## Supplied passage
>> START
Thanks for the response.
What type/gauge of wire do you use for trace repair?

Re: Newbie to NAND Recovery Question

January 7th, 2015, 16:34

I would personally carefully remove the USB connection and then patch in fine wires from either that connector (or ideally another known good one) directly onto the good parts of the broken tracks.

The +5v and the gnd pads look OK, but the +/-D will be more tricky, but look do-able.

Re: Newbie to NAND Recovery Question

January 8th, 2015, 2:32

I get them like this a lot. soldering under a microscope is very easy and you should have a working stick again just for recovery - don't put it back in use after!

Re: Newbie to NAND Recovery Question

January 8th, 2015, 13:36

What gauge wire do you use for this type of repair?

Re: Newbie to NAND Recovery Question

January 8th, 2015, 17:02

For this type I don't use any as the traces are still long enough to solder back just for recovery. If you look under microscope, you should see better and be able to scrape the PCB coating off carefully, and bend the original trace back. Microscope is also required so you don't bridge anything else with the solder, as the gaps between the signal and ground plane are tiny.

For any other wiring up of flash I strip down cables such as the type that supply DC power to gadgets - it is usually around .010mm but for this repair you can use whatever size you want .2mm would be fine

Re: Newbie to NAND Recovery Question

January 9th, 2015, 11:45

Sorry to bug you guys with these questions. How do you solder with just two hands :? I can put the board in a clamp which is not a problem, but with a solder gun, wire and solder, seems to me you need three hands? I am obviously missing the experts trick here..... :wink:

Re: Newbie to NAND Recovery Question

January 9th, 2015, 16:20

you dab a tiny bead of solder on the board, then "Tin" the wire. Then you have solder gun in one hand, and wire(in tweezers) in the other. Just touch board with solder and wire together and you should get good connection.
>> END
## Short task A
Copy the lines of the records verbatim, beginning with the line that contains "Could you please indicate the wet" and running through the final line of the records, with both of those lines included.

Records from a collection
>> START
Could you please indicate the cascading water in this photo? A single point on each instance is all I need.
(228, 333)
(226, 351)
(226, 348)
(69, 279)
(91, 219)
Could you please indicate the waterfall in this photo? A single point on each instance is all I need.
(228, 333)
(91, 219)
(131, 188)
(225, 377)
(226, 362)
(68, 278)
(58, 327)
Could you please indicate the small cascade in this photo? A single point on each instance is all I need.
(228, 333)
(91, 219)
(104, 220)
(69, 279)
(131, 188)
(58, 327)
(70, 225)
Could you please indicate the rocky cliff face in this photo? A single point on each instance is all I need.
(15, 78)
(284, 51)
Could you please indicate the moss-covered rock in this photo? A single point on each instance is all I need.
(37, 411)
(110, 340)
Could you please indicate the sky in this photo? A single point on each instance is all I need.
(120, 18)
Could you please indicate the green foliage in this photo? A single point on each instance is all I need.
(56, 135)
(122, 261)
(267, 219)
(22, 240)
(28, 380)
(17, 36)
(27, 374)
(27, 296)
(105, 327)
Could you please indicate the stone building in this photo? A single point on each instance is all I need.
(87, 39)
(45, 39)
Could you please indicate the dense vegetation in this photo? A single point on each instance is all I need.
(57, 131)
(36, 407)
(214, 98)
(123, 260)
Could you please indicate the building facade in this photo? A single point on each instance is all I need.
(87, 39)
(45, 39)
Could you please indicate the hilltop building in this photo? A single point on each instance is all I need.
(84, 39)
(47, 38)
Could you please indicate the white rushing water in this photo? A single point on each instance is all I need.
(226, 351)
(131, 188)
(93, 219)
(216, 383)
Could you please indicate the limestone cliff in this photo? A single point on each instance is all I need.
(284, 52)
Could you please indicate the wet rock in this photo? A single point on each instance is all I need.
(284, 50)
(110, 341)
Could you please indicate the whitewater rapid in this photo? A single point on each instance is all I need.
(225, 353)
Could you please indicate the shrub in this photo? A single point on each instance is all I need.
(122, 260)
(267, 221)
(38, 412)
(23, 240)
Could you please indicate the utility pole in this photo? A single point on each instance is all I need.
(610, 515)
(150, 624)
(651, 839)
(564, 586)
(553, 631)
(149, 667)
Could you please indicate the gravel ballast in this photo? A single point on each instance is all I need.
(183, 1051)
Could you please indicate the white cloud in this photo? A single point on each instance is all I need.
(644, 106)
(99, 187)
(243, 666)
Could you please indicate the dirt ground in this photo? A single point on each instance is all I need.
>> END
## Short task B
In the forum thread, what is the wire held in while the solder gun is in the other hand?

## Answer A
Could you please indicate the wet rock in this photo? A single point on each instance is all I need.
(284, 50)
(110, 341)
Could you please indicate the whitewater rapid in this photo? A single point on each instance is all I need.
(225, 353)
Could you please indicate the shrub in this photo? A single point on each instance is all I need.
(122, 260)
(267, 221)
(38, 412)
(23, 240)
Could you please indicate the utility pole in this photo? A single point on each instance is all I need.
(610, 515)
(150, 624)
(651, 839)
(564, 586)
(553, 631)
(149, 667)
Could you please indicate the gravel ballast in this photo? A single point on each instance is all I need.
(183, 1051)
Could you please indicate the white cloud in this photo? A single point on each instance is all I need.
(644, 106)
(99, 187)
(243, 666)
Could you please indicate the dirt ground in this photo? A single point on each instance is all I need.

## Answer B
Tweezers.